* Text provided *
········
This article originally appeared on Easy Health Options®.
When I went on the paleo diet, I lost 20 pounds effortlessly. And while the diet didn’t cure all of my physical ills, it made me feel so much better that I can’t even consider going off of it.
I’ve got plenty of health issues. Stress makes my blood pressure climb. My arthritis acts up now and then. Psoriasis comes and goes. And while my paleo diet is no panacea, it’s the only diet that seems to help keep these problems under control.
Many paleo advocates seem to push the diet as an instant cure for just about anything. My experience, while satisfying, is not so sanguine.
Part of my difficulty, I believe, is that I suffer from celiac (an autoimmune reaction to proteins in wheat, rye and barley); but didn’t know about it until I was 50 years old. As my brain and nerves deteriorated in middle age, I finally realized the root of my problem: Things like bread, cookies, crackers and even oatmeal that was cross contaminated with wheat were setting off a self-destructive storm in my immune system.
And although going off gluten and eating paleo improved my memory, brought down my blood pressure, eased my arthritic pain and took off the pounds, it hasn’t made me completely healthy.
As far as diets go, my feeling about paleo compared to other ways of eating is similar to what Winston Churchill is supposed to have said about democracy as a form of government: It may not be the best, but it’s better than anything else.
Research has confirmed some of the benefits of eating paleo.
For instance, the diet lets you eat meat — preferably meat from organic, free-range animals. Eating meat, researchers believe, can help support your mental and physical health as you age.
Japanese scientists who looked at older people who ate diets high in animal protein found that they were better off socially, psychologically and physically than their counterparts who did not partake of meat.
These researchers at Japan’s National Institute of Health and Nutrition, Tohoku University and Teikyo University argue that because an aging digestive tract has more trouble absorbing and processing protein, your protein requirements climb as you grow older.
And when they analyzed the health of more than 1,000 people with an average age of about 67, they found that the meat eaters had about a 40 percent improved chance of continuing to live independently. (The effect, though, was found primarily in men.)
“Identifying nutritional factors that contribute to maintaining higher-level functional capacity is important for prevention of future deterioration of activities of daily living,” says researcher Dr. Tsubota-Utsugi. “Along with other modifiable health behaviors, keeping higher protein intake could contribute to maintain elderly functional capacity.”
Along with eating meat, keeping active is also important for longevity and strength as the years go by.
A study at Tokyo University shows that people in middle age who keep exercising keep more of their muscle strength and physical capabilities.
This research examined the incidence of sarcopenia (muscle loss) in 1,000 people over the age of 65. The scientists discovered that you lose less muscle if you engage in plenty of activity.
The exercisers in the study had stronger hand grips, walked faster and had more stability when they were standing than sedentary folks.
I consider consistent exercise to be part of the paleo diet. Doing some kind of strenuous activity is on my menu every day.
I have three big, impetuous dogs who need a daily walk; and unless it’s pouring rain or intense lightning (or both!), the canines make sure I get a workout every afternoon.
I won’t argue that my paleo regimen reflects what anyone was actually doing back in the Paleolithic era. But it’s the diet that helps me, and I believe it could help a good many others if they gave it a chance.
········
* Data section *
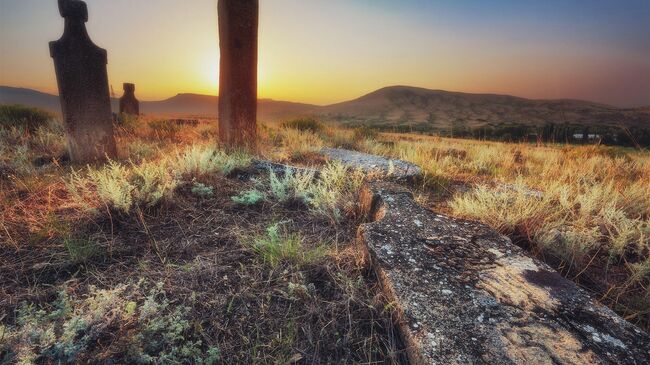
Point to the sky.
(327, 51)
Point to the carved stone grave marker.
(83, 87)
(238, 24)
(128, 102)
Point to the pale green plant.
(159, 331)
(202, 160)
(278, 245)
(249, 197)
(202, 190)
(122, 187)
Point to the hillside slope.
(179, 105)
(396, 106)
(403, 105)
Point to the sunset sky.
(325, 51)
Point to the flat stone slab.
(464, 294)
(372, 164)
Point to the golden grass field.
(583, 209)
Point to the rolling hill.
(393, 106)
(179, 105)
(403, 105)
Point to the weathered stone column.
(83, 87)
(128, 102)
(238, 24)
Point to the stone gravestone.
(83, 87)
(238, 24)
(128, 103)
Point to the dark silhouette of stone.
(83, 87)
(128, 103)
(238, 23)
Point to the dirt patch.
(328, 310)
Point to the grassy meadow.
(181, 242)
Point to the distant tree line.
(557, 133)
(548, 133)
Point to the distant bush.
(23, 117)
(365, 133)
(304, 124)
(164, 128)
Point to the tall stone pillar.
(128, 103)
(83, 87)
(238, 24)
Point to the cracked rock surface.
(465, 294)
(394, 169)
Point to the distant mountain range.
(390, 107)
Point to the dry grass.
(584, 209)
(265, 270)
(148, 259)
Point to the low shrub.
(200, 160)
(304, 124)
(158, 331)
(122, 187)
(24, 117)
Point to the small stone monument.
(83, 87)
(128, 103)
(238, 24)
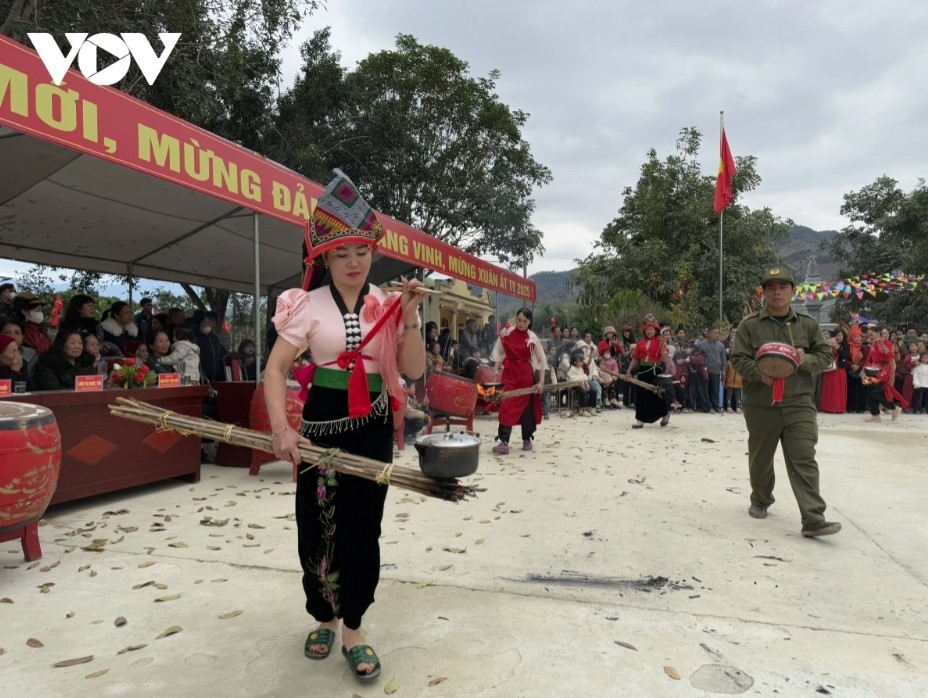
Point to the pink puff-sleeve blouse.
(313, 319)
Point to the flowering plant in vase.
(132, 374)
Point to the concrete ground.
(608, 562)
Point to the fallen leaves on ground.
(72, 662)
(174, 629)
(170, 597)
(132, 648)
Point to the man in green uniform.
(792, 421)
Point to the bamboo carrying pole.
(384, 473)
(634, 381)
(550, 387)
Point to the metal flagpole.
(256, 235)
(721, 217)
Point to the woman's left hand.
(410, 300)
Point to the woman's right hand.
(286, 445)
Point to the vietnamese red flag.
(727, 170)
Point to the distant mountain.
(798, 250)
(802, 247)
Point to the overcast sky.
(827, 95)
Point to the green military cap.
(777, 274)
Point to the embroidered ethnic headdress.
(341, 217)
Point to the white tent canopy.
(64, 208)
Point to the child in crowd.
(184, 350)
(611, 397)
(920, 385)
(586, 398)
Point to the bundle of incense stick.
(634, 381)
(407, 478)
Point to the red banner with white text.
(113, 126)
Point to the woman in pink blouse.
(339, 516)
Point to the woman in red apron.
(524, 365)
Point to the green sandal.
(362, 654)
(320, 636)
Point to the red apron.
(517, 373)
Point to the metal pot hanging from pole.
(448, 455)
········
* Things to do *
a: Say whether each statement below agrees with the article on the paleo diet. For each, answer yes or no and quote the deciding words of the article. (i) The writer learned of having celiac at age 50. (ii) The Japanese researchers found the benefit of eating meat mainly in women. (iii) The writer walks two dogs every day.
b: Retype the stretch of the paleo diet article from "As far as diets" through "than anything else.".

* Results of the exercise *
a:
(i) Yes: "didn’t know about it until I was 50 years old."
(ii) No: "(The effect, though, was found primarily in men.)"
(iii) No: "I have three big, impetuous dogs who need a daily walk"

b:
As far as diets go, my feeling about paleo compared to other ways of eating is similar to what Winston Churchill is supposed to have said about democracy as a form of government: It may not be the best, but it’s better than anything else.